> Work required
Copy all of the lines below verbatim, leaving out the pictures.

··· Records provided ···

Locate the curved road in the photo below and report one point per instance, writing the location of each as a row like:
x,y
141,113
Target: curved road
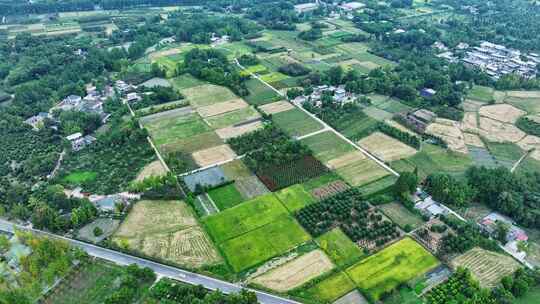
x,y
160,269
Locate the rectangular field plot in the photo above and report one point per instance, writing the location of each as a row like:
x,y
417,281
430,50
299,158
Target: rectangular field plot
x,y
244,217
295,197
327,145
263,243
385,147
401,216
225,196
207,94
178,238
488,267
296,123
340,248
259,93
394,265
296,272
329,289
362,172
233,118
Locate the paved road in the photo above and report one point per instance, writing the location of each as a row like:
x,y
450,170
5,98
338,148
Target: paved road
x,y
160,269
326,126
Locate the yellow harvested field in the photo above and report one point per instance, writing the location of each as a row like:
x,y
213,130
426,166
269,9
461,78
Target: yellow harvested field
x,y
213,155
386,147
487,266
473,140
450,133
154,168
222,107
345,160
178,238
531,142
523,94
235,131
502,112
497,131
276,107
296,272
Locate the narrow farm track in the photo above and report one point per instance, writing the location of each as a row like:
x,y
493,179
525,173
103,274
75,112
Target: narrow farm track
x,y
324,124
160,269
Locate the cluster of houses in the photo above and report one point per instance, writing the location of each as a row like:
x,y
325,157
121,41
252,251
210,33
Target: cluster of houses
x,y
495,59
339,93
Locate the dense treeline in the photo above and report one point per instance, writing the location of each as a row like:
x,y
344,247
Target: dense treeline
x,y
167,291
517,196
213,66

···

> Reply to the exercise
Locate the curved road in the photo below and report one point per instance, writing the location of each as a row like:
x,y
141,113
Target: curved road
x,y
160,269
Locate the rectangular field plot in the photo above and report one point per instance, writing the location of each as a row like:
x,y
417,281
430,50
299,158
Target: rectangular field plot
x,y
244,217
295,197
327,145
263,243
385,147
401,216
225,196
207,94
178,238
488,267
296,123
340,248
259,93
394,265
296,272
329,289
362,172
233,118
Locate the paved road in the photo above and report one point per instance, writing the location of each as a row like:
x,y
450,170
5,98
338,148
Target: paved road
x,y
160,269
326,126
Locate the yellow harvested field in the photo above and report one point per instance, writing the location of each as a row like:
x,y
213,130
426,166
269,9
461,78
Target: yellow harvested field
x,y
213,155
386,147
487,266
473,140
450,133
154,168
222,107
345,160
178,238
531,142
523,94
235,131
502,112
497,131
276,107
296,272
Locate the narrow farm track in the photo above and report one point per instance, writing the location of each as a row like:
x,y
493,179
525,173
103,274
75,112
Target: narrow farm track
x,y
324,124
160,269
Locate the cluster of houses in the photo above and report one point per instance, writing the location of each as a row like:
x,y
325,157
121,41
252,251
210,33
Target: cluster of houses
x,y
495,59
339,93
Locate the dense treeline in the photo above and report one point per instance, writing the location of each as a row like:
x,y
344,247
Target: dense treeline
x,y
167,291
517,196
213,66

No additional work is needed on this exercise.